Copy out all the rows below with every "photograph" changed to "image" and nothing else altered. Leave the pictures out.
::: SUPPLIED MATERIAL :::
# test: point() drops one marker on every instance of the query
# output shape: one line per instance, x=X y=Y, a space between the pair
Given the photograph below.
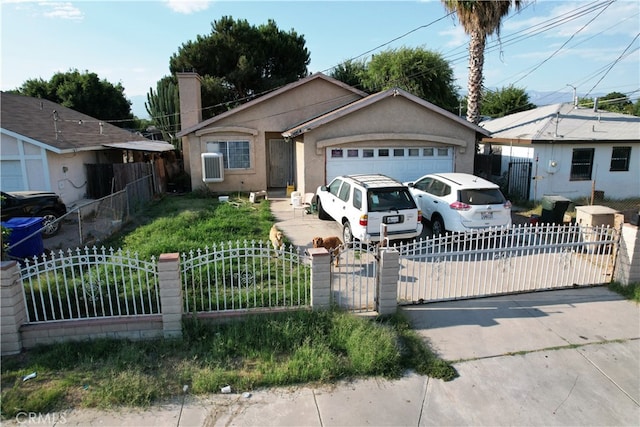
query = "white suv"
x=361 y=203
x=460 y=202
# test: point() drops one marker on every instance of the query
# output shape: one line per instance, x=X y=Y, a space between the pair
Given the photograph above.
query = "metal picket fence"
x=519 y=259
x=245 y=275
x=89 y=283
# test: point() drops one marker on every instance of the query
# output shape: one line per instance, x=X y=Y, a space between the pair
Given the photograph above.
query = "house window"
x=581 y=164
x=235 y=154
x=620 y=159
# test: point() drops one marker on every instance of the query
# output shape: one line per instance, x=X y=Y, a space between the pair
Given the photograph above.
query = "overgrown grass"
x=188 y=222
x=260 y=351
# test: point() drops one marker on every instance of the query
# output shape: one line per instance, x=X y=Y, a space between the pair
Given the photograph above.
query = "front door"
x=281 y=162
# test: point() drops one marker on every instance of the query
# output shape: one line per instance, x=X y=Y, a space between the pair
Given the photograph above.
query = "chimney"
x=189 y=85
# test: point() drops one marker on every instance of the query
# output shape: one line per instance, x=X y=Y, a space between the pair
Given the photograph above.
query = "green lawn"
x=264 y=350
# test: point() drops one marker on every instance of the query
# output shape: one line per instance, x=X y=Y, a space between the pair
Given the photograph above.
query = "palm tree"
x=480 y=18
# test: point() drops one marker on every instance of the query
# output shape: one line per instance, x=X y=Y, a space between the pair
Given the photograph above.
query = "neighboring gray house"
x=309 y=131
x=568 y=151
x=45 y=146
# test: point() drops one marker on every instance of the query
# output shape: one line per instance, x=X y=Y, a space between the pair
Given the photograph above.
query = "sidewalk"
x=567 y=358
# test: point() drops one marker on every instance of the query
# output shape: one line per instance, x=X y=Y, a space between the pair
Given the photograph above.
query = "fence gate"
x=353 y=277
x=514 y=260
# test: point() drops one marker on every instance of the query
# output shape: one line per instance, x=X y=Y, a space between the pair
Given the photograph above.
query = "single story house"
x=46 y=146
x=308 y=132
x=568 y=151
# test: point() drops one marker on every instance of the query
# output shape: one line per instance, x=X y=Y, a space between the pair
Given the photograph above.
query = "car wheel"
x=347 y=235
x=437 y=226
x=50 y=223
x=321 y=212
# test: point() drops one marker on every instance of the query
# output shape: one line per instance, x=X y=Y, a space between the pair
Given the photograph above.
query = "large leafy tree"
x=421 y=72
x=351 y=72
x=83 y=92
x=479 y=18
x=505 y=101
x=239 y=61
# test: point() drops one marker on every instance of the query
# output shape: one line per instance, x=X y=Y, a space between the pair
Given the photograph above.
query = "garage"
x=403 y=164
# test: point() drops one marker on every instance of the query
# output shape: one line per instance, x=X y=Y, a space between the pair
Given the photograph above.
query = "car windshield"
x=390 y=199
x=482 y=196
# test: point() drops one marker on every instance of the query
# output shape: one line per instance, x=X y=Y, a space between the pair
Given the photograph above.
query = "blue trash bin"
x=24 y=229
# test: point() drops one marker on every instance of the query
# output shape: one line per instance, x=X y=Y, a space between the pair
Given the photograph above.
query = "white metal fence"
x=247 y=275
x=518 y=259
x=89 y=283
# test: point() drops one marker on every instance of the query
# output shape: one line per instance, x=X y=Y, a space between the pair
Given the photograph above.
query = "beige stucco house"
x=310 y=131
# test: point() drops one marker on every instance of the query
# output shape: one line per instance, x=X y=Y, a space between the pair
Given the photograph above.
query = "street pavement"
x=561 y=358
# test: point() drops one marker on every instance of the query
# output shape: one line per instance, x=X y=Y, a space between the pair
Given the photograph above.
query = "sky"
x=549 y=48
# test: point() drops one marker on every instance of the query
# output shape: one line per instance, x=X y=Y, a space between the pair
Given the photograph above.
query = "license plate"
x=395 y=219
x=486 y=215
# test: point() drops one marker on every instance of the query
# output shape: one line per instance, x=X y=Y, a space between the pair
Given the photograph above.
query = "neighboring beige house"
x=562 y=149
x=46 y=146
x=310 y=131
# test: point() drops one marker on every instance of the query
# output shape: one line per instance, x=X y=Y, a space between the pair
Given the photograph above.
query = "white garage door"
x=403 y=164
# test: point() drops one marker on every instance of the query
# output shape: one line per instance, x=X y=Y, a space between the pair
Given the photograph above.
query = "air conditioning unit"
x=212 y=167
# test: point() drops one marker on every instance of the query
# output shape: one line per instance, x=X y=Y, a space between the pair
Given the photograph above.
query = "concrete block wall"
x=17 y=334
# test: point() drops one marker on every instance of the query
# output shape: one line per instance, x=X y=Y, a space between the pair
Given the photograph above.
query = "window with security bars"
x=235 y=153
x=582 y=164
x=620 y=159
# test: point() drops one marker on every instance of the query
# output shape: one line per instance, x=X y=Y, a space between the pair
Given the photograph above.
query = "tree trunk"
x=476 y=63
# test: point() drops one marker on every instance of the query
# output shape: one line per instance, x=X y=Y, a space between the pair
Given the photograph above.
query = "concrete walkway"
x=568 y=358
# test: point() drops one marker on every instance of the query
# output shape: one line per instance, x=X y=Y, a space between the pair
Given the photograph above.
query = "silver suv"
x=460 y=202
x=362 y=203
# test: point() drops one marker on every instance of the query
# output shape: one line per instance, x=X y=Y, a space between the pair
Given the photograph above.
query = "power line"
x=614 y=63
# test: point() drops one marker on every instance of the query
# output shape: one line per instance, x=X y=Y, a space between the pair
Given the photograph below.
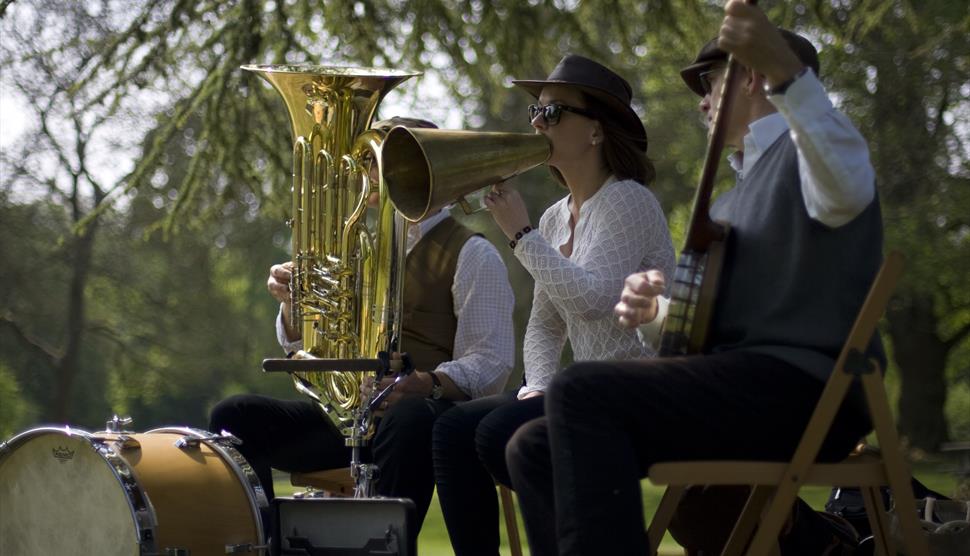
:::
• RESULT:
# test: point() drops one marker on every instance of the query
# output shape: one line per instance, x=X y=Y, a space between the pair
Given the image below.
query = "white suv"
x=361 y=203
x=460 y=202
# test: point() drops one marker on every instance of the query
# output shape: one line per instance, x=X y=Y, a space between the pair
Given the image above.
query = "metal picket fence"
x=519 y=259
x=245 y=275
x=89 y=283
# test: point() drops one marker on every instance of the query
# output shape: one line per instance, x=X y=Y, a space between the pair
Given the image above.
query = "house window"
x=581 y=164
x=235 y=154
x=620 y=159
# test: point() drops one marker on every instance of the query
# output shape: one line per instance, x=X y=Y, a space between the pair
Given the image above.
query = "overgrown grass"
x=188 y=222
x=260 y=351
# test: point() drops one marker on every instance of the query
# output shape: one line per instance, x=X y=Y, a space between the pair
Given the image above.
query = "front door"
x=281 y=162
# test: point() drops one marker on every instance of the query
# output shape: one line per instance, x=X y=Y, a space between the pair
Given the image above.
query = "chimney"
x=189 y=85
# test: point() drops one marker on every instance of the query
# output shape: one line per instance, x=X y=Y, a space between the pair
Given the image above.
query = "green lawn"
x=264 y=350
# test: point() drops one marker on every instance of the query
# output shape: one line per instance, x=X y=Y, a space between the pair
Given the image above.
query = "palm tree"
x=480 y=18
# test: point() drops one marker on every instance of the query
# output shape: one line per instance, x=X y=Y, a space between the pair
Given the image above.
query = "neighboring gray house"
x=309 y=131
x=568 y=151
x=45 y=146
# test: point() drops one marker on every instance of the query
# output shape: one line per instance, x=X y=Y, a space between the pair
Given the image above.
query = "sidewalk"
x=567 y=358
# test: point() drops one marker on every instance of the query
# output shape: one line per instance, x=X y=Y, a space between the pair
Given the image above.
query = "fence gate"
x=353 y=277
x=514 y=260
# test: point() drops one marker on every instance of the query
# output shape: one line per instance, x=X y=Y, a space between the pair
Given the image above.
query = "single story house"
x=46 y=146
x=308 y=132
x=568 y=151
# test: point() drops one marker on every instance of the query
# output shape: one line per instance, x=X y=Y, a space between the pair
Given the image above.
query = "car wheel"
x=347 y=235
x=437 y=226
x=50 y=223
x=321 y=212
# test: point() drops one marker on every instance of the query
# output shape: one line per instance, x=X y=Y, a space between the pair
Given the image above.
query = "large leafy tree"
x=421 y=72
x=351 y=72
x=83 y=92
x=479 y=18
x=505 y=101
x=239 y=61
# test: point() drops one marker on every instance of the query
# output shape: one line per instance, x=X y=Y, a space between the pair
Given the image above.
query = "garage"
x=403 y=164
# test: point() drops one marker on every instance of the query
# output shape: one line per instance, x=X y=Y, a space between the pair
Given the image above.
query = "car windshield"
x=390 y=199
x=482 y=196
# test: point() drops one marker on every instance of the query
# output shape: one line per instance, x=X y=Y, a space between the pair
Given the image above.
query = "blue trash bin"
x=24 y=229
# test: point() drops one marker on every instance of the query
# output shape: one line per instance, x=X y=Y, a space between the pair
Given the image above.
query = "white metal fence"
x=247 y=275
x=518 y=259
x=89 y=283
# test: point() drops one marker on every instance of the query
# output shape: one line per instance, x=X y=Y, a space between the pair
Given the image above.
query = "beige stucco house"
x=310 y=131
# test: point() drops one marker on every instance of the query
# output shape: one line per instance, x=X y=Y, a space between the pair
Given the image above.
query = "street pavement"
x=561 y=358
# test: point() drops one marker on every instance of the query
# output shape: one line per instance, x=X y=Y, a space between the pair
Given the image above.
query = "sky"
x=549 y=48
# test: point() drops one marker on every instance of the query
# output shape: one line per instance, x=X y=Y, a space between the pair
Given the image above.
query = "license plate"
x=395 y=219
x=486 y=215
# test: point() drops one marker on every instance of the query
# output shape: one line per instance, x=X y=Y, a space between the pair
Given the image above.
query = "neighboring beige house"
x=562 y=149
x=46 y=146
x=310 y=131
# test: point() drops one marker on every instance of the query
# output shape: one line per instance, x=X y=Y, a space between the pair
Given the image above.
query = "white garage door"
x=403 y=164
# test: point() drops one marker on every instance of the query
# output shape: one line per instance, x=X y=Y, a space between the pair
Given the image above.
query = "air conditioning unit"
x=212 y=167
# test: point() drops one marker on every instance of the query
# output shape: one line per instance, x=X y=Y, a space between the pair
Given the image above.
query = "concrete block wall"
x=17 y=334
# test: point() drops one marker on every instance of the query
# output shape: one line per instance, x=X y=Y, a space between the pair
Given the image above.
query = "window with security bars"
x=235 y=153
x=582 y=164
x=620 y=159
# test: point() drops one marker on every instance of the query
# output shape: one line per instance, x=X y=Y, a space between the pair
Given the image above.
query = "tree trunk"
x=476 y=63
# test: point() drops one marker on every instance of the query
# output shape: one line per instance, x=X y=Y, a space between the pair
Given the image above.
query = "concrete walkway"
x=568 y=358
# test: point() drops one marker on every instance of the query
# output shape: one line per instance, x=X y=Y, a space between the pair
Given the image above.
query = "silver suv"
x=460 y=202
x=362 y=203
# test: point() drops one marker on every instance of the query
# output shape: one line per instance, x=X y=Y, a space between the pair
Given the image above.
query = "power line"
x=614 y=63
# test: point() drops one marker on every instance of the query
# output shape: one line per instance, x=X y=Y, a space between the pair
Given the image below.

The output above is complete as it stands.